[Opening Raw data section]

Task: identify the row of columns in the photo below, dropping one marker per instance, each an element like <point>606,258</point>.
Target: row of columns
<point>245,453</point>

[Closing Raw data section]
[Opening Raw data section]

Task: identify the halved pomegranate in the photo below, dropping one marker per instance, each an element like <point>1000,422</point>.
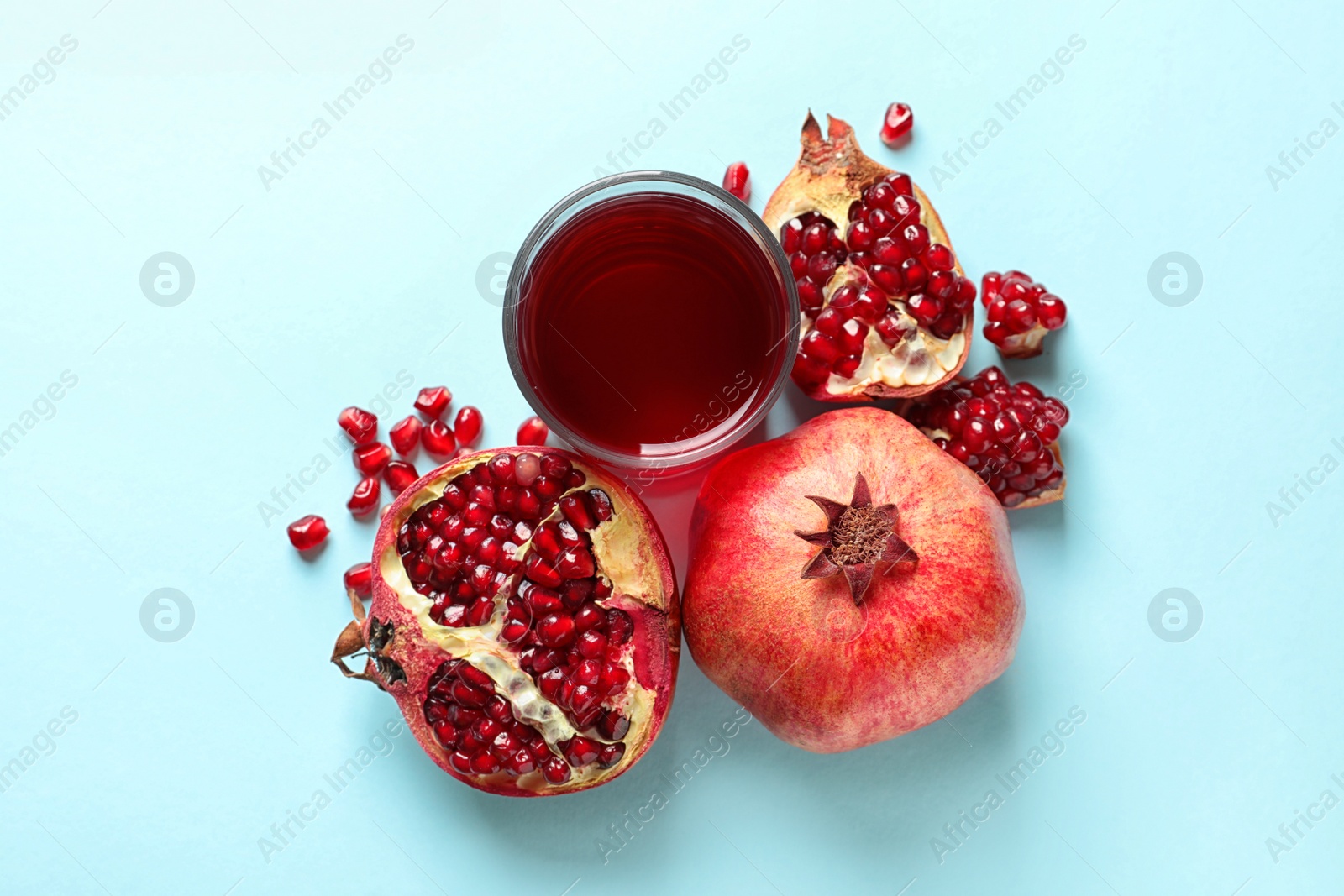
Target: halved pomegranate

[Closing Raw data section]

Task goal: Nothing but the lines from the one containing "Task: identify the halved" through the one containing "Target: halved pomegranate" should appear, copied exactly from the material above and without pictures.

Your response:
Task: identify the halved pomegranate in the photo below, dropping one marker per instance, each an element like <point>1000,422</point>.
Target: halved pomegranate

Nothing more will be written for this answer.